**页面**

最近有时间,找了一些比较麻烦的网站来练手,然后想起来 以前说要弄商标网的,今天就又上去看了下!
以前转载的链接 :商标局网请收下我的膝盖
上去查看了下,感觉怎么参数这么明显了!!!??? 应该是取消了很多爬虫限制!
然后模拟请求的试了下,请求成功,成功获取到数值!
使用的接口是:
http://sbgg.saic.gov.cn:9080/tmann/annInfoView/selectInfoidBycode.html
http://sbgg.saic.gov.cn:9080/tmann/annInfoView/imageView.html http://sbgg.saic.gov.cn:9080/tmann/annInfoView/annSearchDG.html
组合起来 能根据不同的 条件进行查询,并下载最终的图片,有一点需要注意的是 返回的是图片链接列表 ,我们需要的是 下标为3的那个
简单代码如下(仅做学习参考):
import requests, re, json, time, random
with open("搜索结果1.json", "r", encoding="utf-8") as f:
data = f.read()
def run(ann_num, page_no, ann_type_code):
url = "http://sbgg.saic.gov.cn:9080/tmann/annInfoView/selectInfoidBycode.html"
headers = {
"Accept": "application/json, text/javascript, */*; q=0.01",
"Accept-Encoding": "gzip, deflate",
"Accept-Language": "zh-CN,zh;q=0.9,en;q=0.8",
"Connection": "keep-alive",
"Content-Type": "application/x-www-form-urlencoded; charset=UTF-8",
"Cookie": "",# cookie
"Host": "sbgg.saic.gov.cn:9080",
"Origin": "http://sbgg.saic.gov.cn:9080",
"Referer": "http://sbgg.saic.gov.cn:9080/tmann/annInfoView/annSearch.html?annNum=",
"User-Agent": "Mozilla/5.0 (Windows NT 6.1; Win64; x64) AppleWebKit/537.36 (KHTML, like Gecko) Chrome/67.0.3396.99 Safari/537.36",
"X-Requested-With": "XMLHttpRequest",
}
data = {
"annNum": ann_num,
"annTypecode": ann_type_code,
}
response = requests.post(url=url, headers=headers, data=data, timeout=15)

**练习任务**
- A) 请抄写页面中的一段文字,从“以前转载的链接 :商标局网请收下我的膝盖”起,一直到“data = f.read()”为止。
- B) 请把下方记录整理成两列 CSV,列名分别为“请求”和“结果”。每项各占一行,两个字段都用引号括起,字段内的换行一律改为空格。答案中不要放图片。

**任务数据**
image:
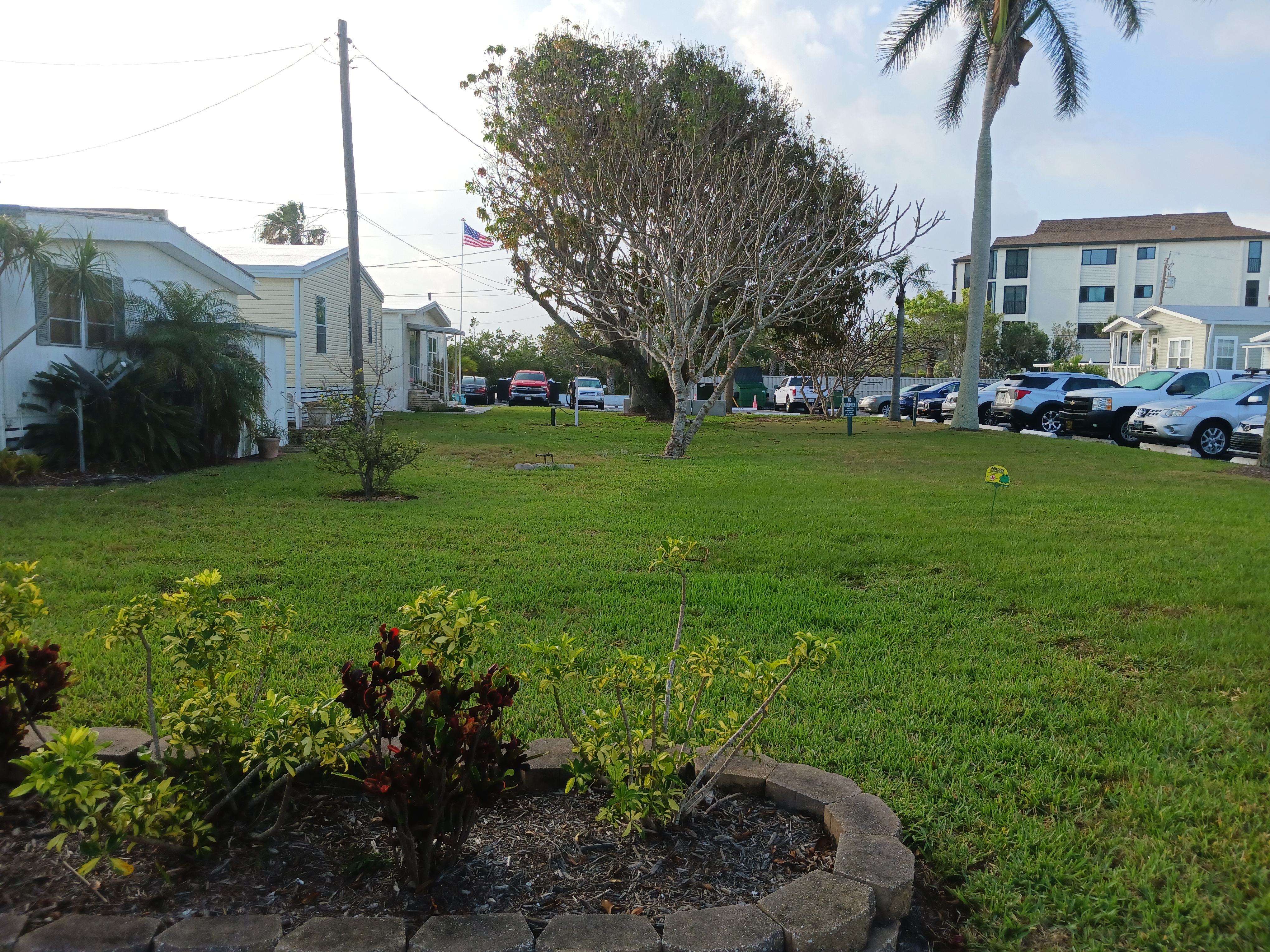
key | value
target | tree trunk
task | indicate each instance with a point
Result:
(900, 358)
(967, 414)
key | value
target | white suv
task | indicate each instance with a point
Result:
(793, 391)
(1204, 421)
(1033, 402)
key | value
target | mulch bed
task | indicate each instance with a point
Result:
(540, 855)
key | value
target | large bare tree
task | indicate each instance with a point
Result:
(695, 215)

**参考答案**
- A)
以前转载的链接 :商标局网请收下我的膝盖
上去查看了下,感觉怎么参数这么明显了!!!??? 应该是取消了很多爬虫限制!
然后模拟请求的试了下,请求成功,成功获取到数值!
使用的接口是:
http://sbgg.saic.gov.cn:9080/tmann/annInfoView/selectInfoidBycode.html
http://sbgg.saic.gov.cn:9080/tmann/annInfoView/imageView.html http://sbgg.saic.gov.cn:9080/tmann/annInfoView/annSearchDG.html
组合起来 能根据不同的 条件进行查询,并下载最终的图片,有一点需要注意的是 返回的是图片链接列表 ,我们需要的是 下标为3的那个
简单代码如下(仅做学习参考):
import requests, re, json, time, random
with open("搜索结果1.json", "r", encoding="utf-8") as f:
data = f.read()

- B)
请求,结果
"image: key | value target | tree trunk task | indicate each instance with a point Result:","(900, 358) (967, 414)"
"key | value target | white suv task | indicate each instance with a point Result:","(793, 391) (1204, 421) (1033, 402)"
"key | value target | mulch bed task | indicate each instance with a point Result:","(540, 855)"
"key | value target | large bare tree task | indicate each instance with a point Result:","(695, 215)"